* WORK ITEM
Where a line of the records holds the string "flag", copy that line.

━━━ EXERCISE MATERIAL ━━━

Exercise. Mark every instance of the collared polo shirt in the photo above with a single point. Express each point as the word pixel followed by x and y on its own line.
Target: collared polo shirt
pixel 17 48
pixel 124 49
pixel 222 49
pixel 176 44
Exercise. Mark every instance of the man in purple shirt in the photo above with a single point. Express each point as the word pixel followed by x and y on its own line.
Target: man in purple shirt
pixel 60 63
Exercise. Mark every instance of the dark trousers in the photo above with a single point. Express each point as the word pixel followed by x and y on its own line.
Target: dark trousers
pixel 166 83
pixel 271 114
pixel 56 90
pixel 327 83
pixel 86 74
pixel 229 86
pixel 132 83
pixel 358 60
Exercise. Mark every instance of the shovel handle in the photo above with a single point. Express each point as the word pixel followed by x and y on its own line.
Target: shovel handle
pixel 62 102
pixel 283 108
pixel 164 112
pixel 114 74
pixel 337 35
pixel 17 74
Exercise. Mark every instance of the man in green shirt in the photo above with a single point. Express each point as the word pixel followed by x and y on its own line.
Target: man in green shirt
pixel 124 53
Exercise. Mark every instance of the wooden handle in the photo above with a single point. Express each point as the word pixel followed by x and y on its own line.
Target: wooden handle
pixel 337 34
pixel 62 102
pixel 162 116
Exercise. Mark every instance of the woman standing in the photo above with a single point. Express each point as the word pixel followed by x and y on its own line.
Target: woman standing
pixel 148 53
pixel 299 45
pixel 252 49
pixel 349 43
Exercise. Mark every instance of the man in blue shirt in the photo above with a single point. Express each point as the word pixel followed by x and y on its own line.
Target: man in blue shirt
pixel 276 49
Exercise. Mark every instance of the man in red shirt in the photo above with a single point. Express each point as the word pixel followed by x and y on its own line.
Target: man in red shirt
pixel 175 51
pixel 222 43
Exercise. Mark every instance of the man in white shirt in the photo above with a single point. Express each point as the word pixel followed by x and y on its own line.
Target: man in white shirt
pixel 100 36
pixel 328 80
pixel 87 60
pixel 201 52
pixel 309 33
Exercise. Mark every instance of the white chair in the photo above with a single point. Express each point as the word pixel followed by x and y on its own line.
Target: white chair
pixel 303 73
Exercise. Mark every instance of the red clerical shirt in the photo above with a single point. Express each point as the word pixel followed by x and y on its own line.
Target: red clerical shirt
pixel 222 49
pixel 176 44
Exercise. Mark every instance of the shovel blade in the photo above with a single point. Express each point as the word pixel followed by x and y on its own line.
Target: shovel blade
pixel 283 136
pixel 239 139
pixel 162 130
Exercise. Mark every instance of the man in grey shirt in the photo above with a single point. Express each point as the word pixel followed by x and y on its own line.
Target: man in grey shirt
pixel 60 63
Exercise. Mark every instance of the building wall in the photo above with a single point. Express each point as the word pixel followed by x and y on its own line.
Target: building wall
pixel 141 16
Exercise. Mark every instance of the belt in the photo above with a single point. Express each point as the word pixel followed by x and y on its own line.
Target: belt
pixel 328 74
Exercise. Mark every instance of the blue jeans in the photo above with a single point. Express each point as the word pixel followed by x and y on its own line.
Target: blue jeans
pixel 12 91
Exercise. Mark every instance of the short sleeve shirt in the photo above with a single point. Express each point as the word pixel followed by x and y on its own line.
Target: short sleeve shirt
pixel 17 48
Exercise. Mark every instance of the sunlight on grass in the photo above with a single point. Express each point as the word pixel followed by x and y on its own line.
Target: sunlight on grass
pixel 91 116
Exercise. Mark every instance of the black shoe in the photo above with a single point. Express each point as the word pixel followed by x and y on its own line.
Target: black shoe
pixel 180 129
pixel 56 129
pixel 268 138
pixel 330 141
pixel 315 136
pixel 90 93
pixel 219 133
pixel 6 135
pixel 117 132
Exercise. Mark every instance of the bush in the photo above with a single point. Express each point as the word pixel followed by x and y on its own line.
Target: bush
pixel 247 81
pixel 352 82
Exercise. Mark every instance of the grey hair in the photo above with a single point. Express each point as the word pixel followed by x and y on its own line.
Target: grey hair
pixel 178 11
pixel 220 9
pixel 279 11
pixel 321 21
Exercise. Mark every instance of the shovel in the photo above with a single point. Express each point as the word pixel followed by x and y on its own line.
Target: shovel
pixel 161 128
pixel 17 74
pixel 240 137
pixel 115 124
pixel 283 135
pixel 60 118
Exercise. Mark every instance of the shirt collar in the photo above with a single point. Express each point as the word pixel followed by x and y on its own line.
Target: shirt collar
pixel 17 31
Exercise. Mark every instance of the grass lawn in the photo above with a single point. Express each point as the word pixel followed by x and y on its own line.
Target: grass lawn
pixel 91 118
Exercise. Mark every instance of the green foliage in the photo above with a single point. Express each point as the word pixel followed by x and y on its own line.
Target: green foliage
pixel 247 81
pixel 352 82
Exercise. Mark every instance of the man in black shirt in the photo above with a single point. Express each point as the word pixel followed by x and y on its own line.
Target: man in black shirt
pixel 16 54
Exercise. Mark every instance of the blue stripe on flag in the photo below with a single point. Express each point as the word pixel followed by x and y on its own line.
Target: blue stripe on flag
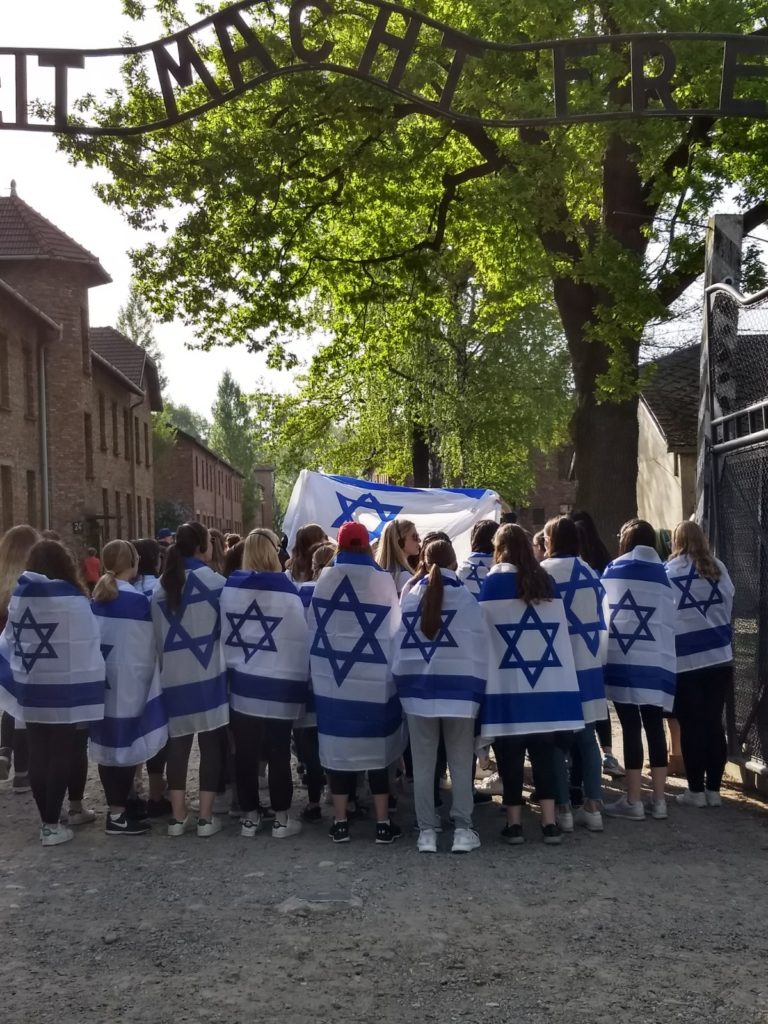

━━━

* RESPONSE FOR THIS EXERCISE
Exercise. Mark every instance of the blue stripe on flag in the photo below with a single point. Express each point as the word pixel followed by x and y on its own line.
Target: blue stripe on flag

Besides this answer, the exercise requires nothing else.